THE PROBLEM => Exact transcription of the data below is required, without the images.
═══
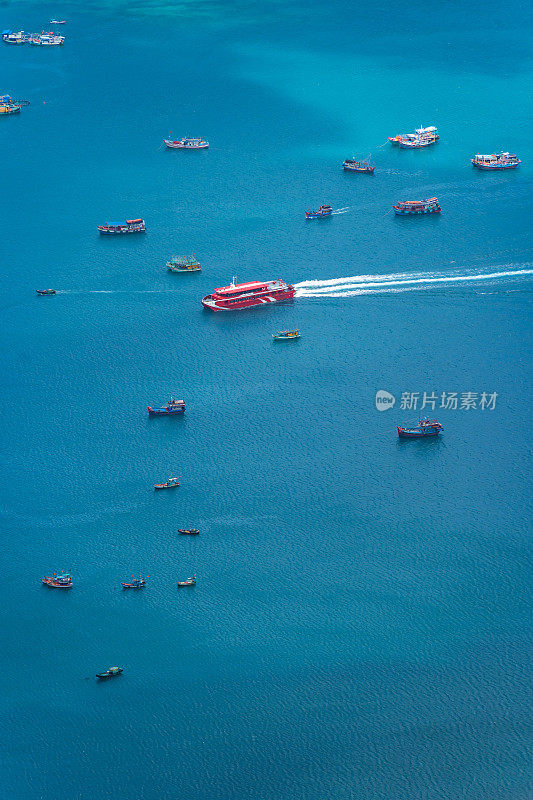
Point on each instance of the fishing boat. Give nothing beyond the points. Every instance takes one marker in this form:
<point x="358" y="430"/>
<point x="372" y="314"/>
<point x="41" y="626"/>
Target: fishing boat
<point x="353" y="165"/>
<point x="184" y="264"/>
<point x="189" y="582"/>
<point x="425" y="427"/>
<point x="109" y="673"/>
<point x="172" y="407"/>
<point x="18" y="37"/>
<point x="407" y="207"/>
<point x="496" y="161"/>
<point x="245" y="295"/>
<point x="186" y="143"/>
<point x="135" y="583"/>
<point x="130" y="226"/>
<point x="284" y="336"/>
<point x="323" y="211"/>
<point x="48" y="39"/>
<point x="170" y="484"/>
<point x="63" y="581"/>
═══
TASK RESULT =>
Point on each instance of the fishing boat. Give nothing beyond the points. Every instance takes one marker in this form:
<point x="358" y="430"/>
<point x="372" y="314"/>
<point x="41" y="626"/>
Target: fishing boat
<point x="353" y="165"/>
<point x="184" y="264"/>
<point x="189" y="582"/>
<point x="425" y="427"/>
<point x="109" y="673"/>
<point x="172" y="407"/>
<point x="18" y="37"/>
<point x="407" y="207"/>
<point x="496" y="161"/>
<point x="245" y="295"/>
<point x="186" y="143"/>
<point x="135" y="583"/>
<point x="130" y="226"/>
<point x="284" y="336"/>
<point x="323" y="211"/>
<point x="48" y="39"/>
<point x="170" y="484"/>
<point x="63" y="581"/>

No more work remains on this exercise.